> [DATA PROVIDED]:
────────
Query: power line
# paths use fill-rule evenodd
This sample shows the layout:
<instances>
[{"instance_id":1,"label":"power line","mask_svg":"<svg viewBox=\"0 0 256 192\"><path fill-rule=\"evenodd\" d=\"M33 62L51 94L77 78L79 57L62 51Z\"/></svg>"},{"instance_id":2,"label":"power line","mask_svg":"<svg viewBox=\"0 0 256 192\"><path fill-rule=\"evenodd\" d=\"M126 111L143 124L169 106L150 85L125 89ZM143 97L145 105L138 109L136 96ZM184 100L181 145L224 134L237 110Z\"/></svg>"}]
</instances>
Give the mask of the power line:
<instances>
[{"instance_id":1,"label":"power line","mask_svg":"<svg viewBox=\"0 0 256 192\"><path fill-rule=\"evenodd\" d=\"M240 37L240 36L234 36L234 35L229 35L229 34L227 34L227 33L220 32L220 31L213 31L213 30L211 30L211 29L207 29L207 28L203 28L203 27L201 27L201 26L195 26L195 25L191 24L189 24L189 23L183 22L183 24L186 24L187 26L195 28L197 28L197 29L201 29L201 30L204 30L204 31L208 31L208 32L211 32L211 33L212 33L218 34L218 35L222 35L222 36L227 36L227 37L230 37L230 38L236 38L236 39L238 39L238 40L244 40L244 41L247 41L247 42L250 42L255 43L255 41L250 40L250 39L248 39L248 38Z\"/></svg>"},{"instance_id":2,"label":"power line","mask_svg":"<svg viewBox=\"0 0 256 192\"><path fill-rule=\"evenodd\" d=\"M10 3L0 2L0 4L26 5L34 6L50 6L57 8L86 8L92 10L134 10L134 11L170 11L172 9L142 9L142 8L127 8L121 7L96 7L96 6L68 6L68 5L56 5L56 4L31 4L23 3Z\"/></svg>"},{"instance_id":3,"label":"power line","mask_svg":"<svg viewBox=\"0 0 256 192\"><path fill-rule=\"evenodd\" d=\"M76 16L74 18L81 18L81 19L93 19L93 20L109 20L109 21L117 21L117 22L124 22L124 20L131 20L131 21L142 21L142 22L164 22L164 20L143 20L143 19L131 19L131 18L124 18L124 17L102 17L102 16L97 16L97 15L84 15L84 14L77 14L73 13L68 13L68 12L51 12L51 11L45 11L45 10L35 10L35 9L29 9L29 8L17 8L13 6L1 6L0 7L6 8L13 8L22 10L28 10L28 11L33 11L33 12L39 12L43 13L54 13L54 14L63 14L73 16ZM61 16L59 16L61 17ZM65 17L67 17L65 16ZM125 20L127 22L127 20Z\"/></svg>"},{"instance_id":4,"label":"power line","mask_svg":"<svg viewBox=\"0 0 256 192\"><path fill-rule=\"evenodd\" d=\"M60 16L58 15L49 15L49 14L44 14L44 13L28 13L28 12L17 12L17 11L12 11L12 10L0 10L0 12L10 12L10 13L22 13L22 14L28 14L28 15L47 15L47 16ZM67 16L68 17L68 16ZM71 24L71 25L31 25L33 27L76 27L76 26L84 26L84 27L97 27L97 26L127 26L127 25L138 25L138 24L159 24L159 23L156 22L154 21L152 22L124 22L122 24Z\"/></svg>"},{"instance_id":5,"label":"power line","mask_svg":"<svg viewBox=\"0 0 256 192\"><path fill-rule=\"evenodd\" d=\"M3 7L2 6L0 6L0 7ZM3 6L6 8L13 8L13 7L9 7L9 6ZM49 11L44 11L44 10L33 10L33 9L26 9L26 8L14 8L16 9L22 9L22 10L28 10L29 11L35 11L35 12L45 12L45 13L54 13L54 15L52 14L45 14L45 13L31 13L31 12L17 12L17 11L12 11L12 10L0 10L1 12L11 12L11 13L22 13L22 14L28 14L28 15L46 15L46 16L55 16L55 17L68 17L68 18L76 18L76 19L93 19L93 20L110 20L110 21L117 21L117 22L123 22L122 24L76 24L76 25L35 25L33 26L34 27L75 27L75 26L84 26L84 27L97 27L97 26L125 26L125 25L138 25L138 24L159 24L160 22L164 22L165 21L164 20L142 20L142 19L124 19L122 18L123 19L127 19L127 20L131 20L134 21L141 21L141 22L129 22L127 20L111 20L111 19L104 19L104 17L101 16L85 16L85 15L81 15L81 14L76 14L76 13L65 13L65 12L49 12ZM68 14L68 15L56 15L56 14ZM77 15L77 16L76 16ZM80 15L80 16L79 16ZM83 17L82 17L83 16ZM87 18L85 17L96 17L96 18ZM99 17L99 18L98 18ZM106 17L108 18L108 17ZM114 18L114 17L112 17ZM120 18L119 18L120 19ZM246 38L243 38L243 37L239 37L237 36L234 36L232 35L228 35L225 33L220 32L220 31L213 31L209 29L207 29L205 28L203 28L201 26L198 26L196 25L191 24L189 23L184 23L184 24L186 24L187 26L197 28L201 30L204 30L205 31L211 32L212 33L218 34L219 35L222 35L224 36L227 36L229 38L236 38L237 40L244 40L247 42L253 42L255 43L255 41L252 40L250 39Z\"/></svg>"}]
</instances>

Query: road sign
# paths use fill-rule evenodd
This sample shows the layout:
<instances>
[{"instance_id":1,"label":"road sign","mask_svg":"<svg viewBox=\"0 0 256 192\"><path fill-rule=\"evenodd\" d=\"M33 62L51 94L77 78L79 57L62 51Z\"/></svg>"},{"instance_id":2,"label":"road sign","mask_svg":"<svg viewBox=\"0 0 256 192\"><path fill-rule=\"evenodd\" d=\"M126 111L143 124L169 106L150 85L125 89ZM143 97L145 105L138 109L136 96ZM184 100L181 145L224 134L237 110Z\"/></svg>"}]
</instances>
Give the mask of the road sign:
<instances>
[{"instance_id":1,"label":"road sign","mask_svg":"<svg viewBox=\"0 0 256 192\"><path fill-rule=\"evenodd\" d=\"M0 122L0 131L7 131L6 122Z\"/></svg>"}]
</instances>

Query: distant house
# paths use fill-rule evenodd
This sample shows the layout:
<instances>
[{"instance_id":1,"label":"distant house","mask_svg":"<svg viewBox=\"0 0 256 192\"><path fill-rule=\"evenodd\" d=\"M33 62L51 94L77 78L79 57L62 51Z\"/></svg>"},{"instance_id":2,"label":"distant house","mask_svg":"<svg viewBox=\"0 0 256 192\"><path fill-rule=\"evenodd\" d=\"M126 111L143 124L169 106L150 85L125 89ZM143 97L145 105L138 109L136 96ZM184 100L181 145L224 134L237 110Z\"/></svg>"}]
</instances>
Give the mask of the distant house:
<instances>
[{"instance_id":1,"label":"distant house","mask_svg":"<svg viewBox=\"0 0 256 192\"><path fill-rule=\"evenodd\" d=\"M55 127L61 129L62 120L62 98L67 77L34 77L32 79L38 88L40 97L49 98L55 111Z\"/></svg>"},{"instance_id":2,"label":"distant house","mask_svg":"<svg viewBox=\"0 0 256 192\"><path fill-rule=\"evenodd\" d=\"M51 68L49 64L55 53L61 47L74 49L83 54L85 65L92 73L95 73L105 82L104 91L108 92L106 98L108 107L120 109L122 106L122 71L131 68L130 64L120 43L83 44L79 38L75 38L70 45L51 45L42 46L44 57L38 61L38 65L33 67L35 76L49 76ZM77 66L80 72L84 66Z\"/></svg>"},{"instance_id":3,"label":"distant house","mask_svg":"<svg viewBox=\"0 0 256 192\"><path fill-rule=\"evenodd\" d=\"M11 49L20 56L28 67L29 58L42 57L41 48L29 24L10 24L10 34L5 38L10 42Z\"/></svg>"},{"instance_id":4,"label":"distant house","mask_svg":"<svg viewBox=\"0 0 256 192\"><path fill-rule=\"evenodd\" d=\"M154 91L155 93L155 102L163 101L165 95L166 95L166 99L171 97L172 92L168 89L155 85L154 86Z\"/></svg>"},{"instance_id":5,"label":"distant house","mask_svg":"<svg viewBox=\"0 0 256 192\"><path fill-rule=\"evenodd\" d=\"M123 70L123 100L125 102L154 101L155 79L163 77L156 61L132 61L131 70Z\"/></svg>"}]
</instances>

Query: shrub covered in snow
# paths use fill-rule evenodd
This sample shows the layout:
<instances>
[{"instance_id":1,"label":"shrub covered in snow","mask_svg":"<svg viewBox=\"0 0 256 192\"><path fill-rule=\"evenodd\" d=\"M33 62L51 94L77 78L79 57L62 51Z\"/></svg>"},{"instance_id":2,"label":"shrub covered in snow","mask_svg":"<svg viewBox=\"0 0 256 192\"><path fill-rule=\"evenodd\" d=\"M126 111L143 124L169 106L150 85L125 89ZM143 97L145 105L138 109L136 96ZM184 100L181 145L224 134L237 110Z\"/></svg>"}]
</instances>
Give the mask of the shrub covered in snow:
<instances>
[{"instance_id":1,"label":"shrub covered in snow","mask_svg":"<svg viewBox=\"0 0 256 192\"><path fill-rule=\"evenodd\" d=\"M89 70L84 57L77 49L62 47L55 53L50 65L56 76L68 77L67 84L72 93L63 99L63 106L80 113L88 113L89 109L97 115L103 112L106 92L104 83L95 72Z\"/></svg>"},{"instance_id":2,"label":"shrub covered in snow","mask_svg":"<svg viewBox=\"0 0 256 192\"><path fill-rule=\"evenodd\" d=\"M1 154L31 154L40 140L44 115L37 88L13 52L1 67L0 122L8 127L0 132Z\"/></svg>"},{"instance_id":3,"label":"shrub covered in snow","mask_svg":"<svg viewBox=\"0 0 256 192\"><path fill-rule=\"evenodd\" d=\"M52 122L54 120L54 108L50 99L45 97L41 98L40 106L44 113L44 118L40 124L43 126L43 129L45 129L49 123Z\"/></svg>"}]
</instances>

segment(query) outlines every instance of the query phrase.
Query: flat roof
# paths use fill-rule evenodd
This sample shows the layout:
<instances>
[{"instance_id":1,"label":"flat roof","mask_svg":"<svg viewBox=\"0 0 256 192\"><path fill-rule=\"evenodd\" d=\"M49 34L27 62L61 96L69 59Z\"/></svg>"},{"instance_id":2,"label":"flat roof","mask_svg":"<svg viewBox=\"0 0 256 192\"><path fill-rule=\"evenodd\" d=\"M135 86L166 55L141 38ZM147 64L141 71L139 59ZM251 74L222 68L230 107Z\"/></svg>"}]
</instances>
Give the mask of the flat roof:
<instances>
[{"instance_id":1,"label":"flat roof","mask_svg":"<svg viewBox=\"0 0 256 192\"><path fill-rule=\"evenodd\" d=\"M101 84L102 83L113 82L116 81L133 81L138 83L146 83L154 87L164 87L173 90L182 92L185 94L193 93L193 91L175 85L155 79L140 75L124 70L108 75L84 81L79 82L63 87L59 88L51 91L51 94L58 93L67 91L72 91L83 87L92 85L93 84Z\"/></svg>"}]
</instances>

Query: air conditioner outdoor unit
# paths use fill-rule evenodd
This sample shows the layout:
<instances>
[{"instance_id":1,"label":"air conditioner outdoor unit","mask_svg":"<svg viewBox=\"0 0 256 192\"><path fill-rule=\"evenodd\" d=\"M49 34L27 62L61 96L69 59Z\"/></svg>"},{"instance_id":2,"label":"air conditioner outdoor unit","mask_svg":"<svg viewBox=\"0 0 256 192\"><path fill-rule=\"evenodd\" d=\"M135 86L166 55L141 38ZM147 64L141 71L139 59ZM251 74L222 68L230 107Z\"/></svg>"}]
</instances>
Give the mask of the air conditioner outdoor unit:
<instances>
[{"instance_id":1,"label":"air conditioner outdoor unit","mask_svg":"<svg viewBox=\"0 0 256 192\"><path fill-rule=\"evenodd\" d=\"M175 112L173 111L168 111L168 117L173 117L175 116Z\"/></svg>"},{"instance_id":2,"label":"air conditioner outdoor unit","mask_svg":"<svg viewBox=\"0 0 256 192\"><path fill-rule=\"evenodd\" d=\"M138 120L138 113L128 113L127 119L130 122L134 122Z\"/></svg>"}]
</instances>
────────
> [WRITTEN EXERCISE]: Return the lines from the one containing "Query: air conditioner outdoor unit" through the end of the rows, copied verbatim.

> [RESPONSE]:
Query: air conditioner outdoor unit
# paths use fill-rule evenodd
This sample shows the layout:
<instances>
[{"instance_id":1,"label":"air conditioner outdoor unit","mask_svg":"<svg viewBox=\"0 0 256 192\"><path fill-rule=\"evenodd\" d=\"M49 34L27 62L61 96L69 59Z\"/></svg>"},{"instance_id":2,"label":"air conditioner outdoor unit","mask_svg":"<svg viewBox=\"0 0 256 192\"><path fill-rule=\"evenodd\" d=\"M135 86L166 55L141 38ZM147 64L141 71L139 59ZM251 74L222 68L230 107Z\"/></svg>"}]
</instances>
Give the mask of the air conditioner outdoor unit:
<instances>
[{"instance_id":1,"label":"air conditioner outdoor unit","mask_svg":"<svg viewBox=\"0 0 256 192\"><path fill-rule=\"evenodd\" d=\"M175 112L173 111L168 111L168 117L173 117L175 116Z\"/></svg>"},{"instance_id":2,"label":"air conditioner outdoor unit","mask_svg":"<svg viewBox=\"0 0 256 192\"><path fill-rule=\"evenodd\" d=\"M138 120L138 113L128 113L127 119L130 122L134 122Z\"/></svg>"}]
</instances>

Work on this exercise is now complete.